Collected data

=== Begin Enclosure ===

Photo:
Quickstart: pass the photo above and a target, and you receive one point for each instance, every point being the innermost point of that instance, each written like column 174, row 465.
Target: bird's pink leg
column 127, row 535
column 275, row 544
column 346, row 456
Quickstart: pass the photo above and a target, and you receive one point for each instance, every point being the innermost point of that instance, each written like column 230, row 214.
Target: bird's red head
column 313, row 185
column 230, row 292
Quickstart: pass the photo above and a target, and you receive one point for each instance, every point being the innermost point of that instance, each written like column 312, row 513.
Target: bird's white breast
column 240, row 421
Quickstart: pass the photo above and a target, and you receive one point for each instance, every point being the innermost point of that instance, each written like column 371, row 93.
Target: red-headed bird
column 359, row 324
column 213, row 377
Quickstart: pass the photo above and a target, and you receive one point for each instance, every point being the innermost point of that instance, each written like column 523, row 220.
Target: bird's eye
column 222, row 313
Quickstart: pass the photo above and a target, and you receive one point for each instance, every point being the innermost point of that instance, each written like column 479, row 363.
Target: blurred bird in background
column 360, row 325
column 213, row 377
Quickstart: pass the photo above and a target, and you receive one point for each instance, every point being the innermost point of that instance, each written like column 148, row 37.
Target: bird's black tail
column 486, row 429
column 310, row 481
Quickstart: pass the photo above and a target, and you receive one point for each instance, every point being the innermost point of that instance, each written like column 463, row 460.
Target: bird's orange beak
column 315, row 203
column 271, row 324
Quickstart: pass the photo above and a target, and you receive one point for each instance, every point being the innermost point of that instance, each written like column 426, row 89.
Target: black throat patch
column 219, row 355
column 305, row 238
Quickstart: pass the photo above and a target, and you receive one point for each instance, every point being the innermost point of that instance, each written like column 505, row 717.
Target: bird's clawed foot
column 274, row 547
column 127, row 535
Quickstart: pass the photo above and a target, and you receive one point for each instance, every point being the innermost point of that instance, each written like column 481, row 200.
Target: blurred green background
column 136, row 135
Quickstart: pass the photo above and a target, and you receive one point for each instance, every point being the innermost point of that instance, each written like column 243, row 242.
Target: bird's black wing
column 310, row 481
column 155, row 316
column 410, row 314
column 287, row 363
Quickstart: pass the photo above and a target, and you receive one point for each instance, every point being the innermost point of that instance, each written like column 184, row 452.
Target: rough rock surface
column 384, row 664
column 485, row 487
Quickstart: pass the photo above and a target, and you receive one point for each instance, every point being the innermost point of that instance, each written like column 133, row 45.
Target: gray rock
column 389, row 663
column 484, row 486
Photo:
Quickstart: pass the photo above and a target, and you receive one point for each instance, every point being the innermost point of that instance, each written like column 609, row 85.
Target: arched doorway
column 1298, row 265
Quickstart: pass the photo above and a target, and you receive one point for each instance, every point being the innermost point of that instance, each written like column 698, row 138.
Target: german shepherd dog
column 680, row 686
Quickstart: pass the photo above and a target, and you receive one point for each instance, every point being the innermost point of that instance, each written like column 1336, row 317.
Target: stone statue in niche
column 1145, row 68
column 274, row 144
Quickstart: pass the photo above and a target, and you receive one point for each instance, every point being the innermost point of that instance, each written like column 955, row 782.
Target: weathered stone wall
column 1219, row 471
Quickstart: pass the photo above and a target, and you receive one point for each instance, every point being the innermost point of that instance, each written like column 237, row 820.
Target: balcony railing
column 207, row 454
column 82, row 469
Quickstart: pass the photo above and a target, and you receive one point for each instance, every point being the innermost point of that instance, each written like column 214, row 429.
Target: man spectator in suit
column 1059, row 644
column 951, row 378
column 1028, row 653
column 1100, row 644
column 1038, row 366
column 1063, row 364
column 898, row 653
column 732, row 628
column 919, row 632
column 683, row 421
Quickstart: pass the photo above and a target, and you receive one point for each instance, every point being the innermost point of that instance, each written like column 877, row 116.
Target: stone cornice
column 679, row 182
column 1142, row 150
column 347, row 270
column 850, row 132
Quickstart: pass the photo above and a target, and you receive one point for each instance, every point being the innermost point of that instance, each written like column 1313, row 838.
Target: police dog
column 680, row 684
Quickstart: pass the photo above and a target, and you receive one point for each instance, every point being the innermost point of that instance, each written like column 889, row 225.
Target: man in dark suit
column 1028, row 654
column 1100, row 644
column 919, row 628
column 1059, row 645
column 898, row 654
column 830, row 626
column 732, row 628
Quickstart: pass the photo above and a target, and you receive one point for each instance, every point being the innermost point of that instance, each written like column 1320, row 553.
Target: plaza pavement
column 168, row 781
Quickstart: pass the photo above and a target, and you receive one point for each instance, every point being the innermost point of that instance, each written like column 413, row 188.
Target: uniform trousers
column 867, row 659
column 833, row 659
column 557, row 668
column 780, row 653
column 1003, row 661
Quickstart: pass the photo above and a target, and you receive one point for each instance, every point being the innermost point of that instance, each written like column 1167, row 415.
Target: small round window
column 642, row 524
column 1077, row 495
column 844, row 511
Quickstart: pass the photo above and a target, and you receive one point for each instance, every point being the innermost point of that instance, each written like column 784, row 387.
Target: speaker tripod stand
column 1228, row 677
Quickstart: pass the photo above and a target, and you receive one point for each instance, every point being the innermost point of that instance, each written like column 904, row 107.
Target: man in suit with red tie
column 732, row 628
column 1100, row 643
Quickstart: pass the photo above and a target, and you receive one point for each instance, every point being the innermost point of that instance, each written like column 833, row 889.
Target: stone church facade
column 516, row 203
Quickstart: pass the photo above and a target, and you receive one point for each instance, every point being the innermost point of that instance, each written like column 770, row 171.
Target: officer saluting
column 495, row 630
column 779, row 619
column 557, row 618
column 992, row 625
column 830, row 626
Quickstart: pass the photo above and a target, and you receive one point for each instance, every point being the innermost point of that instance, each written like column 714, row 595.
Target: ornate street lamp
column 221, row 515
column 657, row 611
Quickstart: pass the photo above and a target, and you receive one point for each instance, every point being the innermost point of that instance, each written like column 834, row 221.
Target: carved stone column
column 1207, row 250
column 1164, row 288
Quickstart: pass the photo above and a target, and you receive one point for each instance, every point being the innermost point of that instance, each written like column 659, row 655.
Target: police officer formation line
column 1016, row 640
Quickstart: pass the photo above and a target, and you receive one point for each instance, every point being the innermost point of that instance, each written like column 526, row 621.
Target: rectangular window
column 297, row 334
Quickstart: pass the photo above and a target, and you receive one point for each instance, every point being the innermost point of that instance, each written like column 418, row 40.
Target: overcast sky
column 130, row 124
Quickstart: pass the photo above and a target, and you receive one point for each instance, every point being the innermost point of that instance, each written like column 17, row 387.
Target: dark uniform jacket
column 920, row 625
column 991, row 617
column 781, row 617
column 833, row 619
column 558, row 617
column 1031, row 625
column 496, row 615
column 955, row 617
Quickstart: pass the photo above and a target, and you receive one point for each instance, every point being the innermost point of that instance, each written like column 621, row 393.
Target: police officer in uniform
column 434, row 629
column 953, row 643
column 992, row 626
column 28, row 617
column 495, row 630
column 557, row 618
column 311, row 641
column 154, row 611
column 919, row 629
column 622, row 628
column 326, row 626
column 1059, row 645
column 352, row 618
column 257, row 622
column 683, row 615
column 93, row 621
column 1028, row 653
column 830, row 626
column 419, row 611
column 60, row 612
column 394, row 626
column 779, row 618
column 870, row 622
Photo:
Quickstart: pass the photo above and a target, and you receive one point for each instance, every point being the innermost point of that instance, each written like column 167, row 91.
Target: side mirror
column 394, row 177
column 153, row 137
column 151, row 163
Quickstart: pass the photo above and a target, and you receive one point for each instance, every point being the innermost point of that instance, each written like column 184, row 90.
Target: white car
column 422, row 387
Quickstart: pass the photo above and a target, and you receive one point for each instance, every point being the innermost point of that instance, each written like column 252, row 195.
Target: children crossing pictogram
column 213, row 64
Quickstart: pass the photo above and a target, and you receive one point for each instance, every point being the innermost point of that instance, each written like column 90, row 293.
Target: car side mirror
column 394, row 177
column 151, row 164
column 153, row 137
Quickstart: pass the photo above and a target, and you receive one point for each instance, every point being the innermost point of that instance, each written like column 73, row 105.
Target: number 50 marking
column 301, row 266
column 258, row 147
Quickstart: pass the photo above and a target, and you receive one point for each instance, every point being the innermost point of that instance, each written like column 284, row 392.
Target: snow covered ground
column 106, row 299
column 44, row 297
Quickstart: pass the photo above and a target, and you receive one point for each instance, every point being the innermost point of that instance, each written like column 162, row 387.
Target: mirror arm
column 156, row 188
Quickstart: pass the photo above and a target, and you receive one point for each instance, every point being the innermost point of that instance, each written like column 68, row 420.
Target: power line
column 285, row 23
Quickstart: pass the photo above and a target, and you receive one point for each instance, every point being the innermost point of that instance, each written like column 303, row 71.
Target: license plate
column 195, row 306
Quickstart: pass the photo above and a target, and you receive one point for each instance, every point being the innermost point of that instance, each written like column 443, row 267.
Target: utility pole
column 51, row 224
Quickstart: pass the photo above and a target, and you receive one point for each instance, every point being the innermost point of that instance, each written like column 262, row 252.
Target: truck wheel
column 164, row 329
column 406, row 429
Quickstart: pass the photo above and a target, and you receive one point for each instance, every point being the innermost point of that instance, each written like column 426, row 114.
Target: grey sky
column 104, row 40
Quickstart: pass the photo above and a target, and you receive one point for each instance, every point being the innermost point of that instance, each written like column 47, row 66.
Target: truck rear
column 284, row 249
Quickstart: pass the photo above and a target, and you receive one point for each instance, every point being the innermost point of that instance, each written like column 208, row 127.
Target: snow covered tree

=== End Enclosure ===

Work order: From the records above, transcribe without alteration every line from the one with "Target: red-headed bird" to the one with "479, row 363.", inclusive.

Result of this task:
Target: red-headed bird
column 359, row 324
column 213, row 377
Quickstart: pass the photo above and a target, and you receive one point for each instance, every point being the innermost point of that instance, each written like column 523, row 220.
Target: bird's eye
column 222, row 313
Quickstart: pass the photo above and a target, and you receive one point for each instance, every point being the innermost point of that instance, each written like column 479, row 363.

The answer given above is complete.